(Stored data)

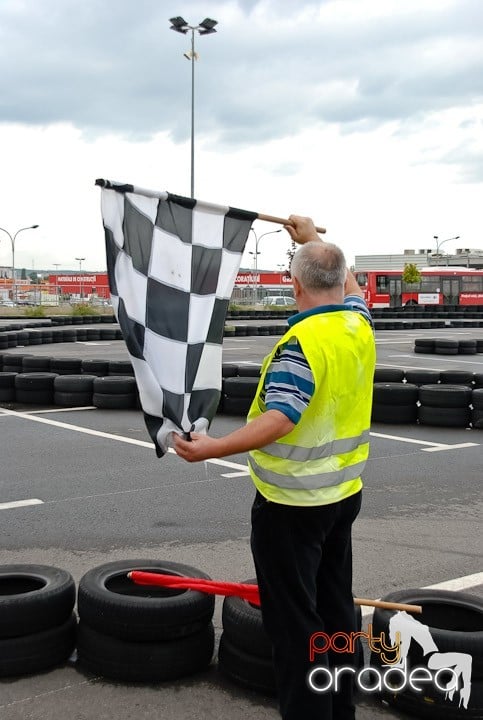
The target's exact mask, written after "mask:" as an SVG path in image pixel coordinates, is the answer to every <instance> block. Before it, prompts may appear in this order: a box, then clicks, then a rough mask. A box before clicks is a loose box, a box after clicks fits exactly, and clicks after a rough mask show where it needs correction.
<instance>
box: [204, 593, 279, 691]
mask: <svg viewBox="0 0 483 720" xmlns="http://www.w3.org/2000/svg"><path fill="white" fill-rule="evenodd" d="M244 582H246V583H256V580H253V579H252V580H245V581H244ZM222 623H223V633H222V635H221V638H220V644H219V647H218V667H219V669H220V671H221V672H222V673H223V674H224V675H226V676H227V677H228V678H230V680H233V681H234V682H235V683H237V684H239V685H242V686H244V687H248V688H250V689H252V690H258V691H259V692H263V693H265V694H267V695H271V696H273V695H275V694H276V685H275V673H274V670H273V662H272V644H271V642H270V640H269V637H268V635H267V633H266V632H265V628H264V626H263V621H262V613H261V610H260V608H259V607H257V606H255V605H252V604H251V603H249V602H247V601H246V600H242V599H241V598H239V597H227V598H225V600H224V602H223V612H222Z"/></svg>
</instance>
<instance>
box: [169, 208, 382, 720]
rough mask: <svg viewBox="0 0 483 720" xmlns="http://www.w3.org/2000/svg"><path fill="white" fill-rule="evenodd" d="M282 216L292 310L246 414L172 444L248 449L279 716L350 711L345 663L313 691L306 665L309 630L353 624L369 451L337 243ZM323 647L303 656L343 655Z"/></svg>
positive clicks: (340, 657) (257, 574) (252, 547)
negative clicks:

**ABOUT THIS EXERCISE**
Print each record exactly as it stands, leaving the images out.

**SOLUTION FOR THIS PROBLEM**
The target's exact mask, written after "mask:" as an SVG path in image pixel coordinates, is the answer to every <instance> block. Before it, prompts may appear in this order: a box, then clicks, then a rough mask. A box before clicks is a loose box, a box after clicks fits exactly, and clicks after a rough mask show where it needs correction.
<instance>
box: [204, 593, 279, 691]
mask: <svg viewBox="0 0 483 720" xmlns="http://www.w3.org/2000/svg"><path fill="white" fill-rule="evenodd" d="M244 582H246V583H256V580H253V579H252V580H245V581H244ZM222 623H223V633H222V635H221V638H220V644H219V647H218V667H219V669H220V671H221V672H222V673H223V674H224V675H226V676H227V677H228V678H230V680H233V681H234V682H235V683H237V684H239V685H242V686H244V687H248V688H250V689H252V690H258V691H259V692H263V693H265V694H267V695H271V696H273V695H275V694H276V685H275V673H274V670H273V662H272V644H271V642H270V640H269V637H268V635H267V633H266V632H265V628H264V626H263V621H262V613H261V610H260V608H259V607H257V606H255V605H252V604H251V603H249V602H247V601H246V600H242V599H241V598H239V597H227V598H225V600H224V602H223V612H222Z"/></svg>
</instance>
<instance>
box: [169, 208, 382, 720]
rough mask: <svg viewBox="0 0 483 720" xmlns="http://www.w3.org/2000/svg"><path fill="white" fill-rule="evenodd" d="M282 216L292 310L246 414L172 444L248 449L279 716L350 711L345 663L313 691L306 665L309 630L353 624L369 451L337 243ZM323 647L303 656L343 655Z"/></svg>
positive clicks: (340, 657) (257, 574) (252, 547)
negative clicks:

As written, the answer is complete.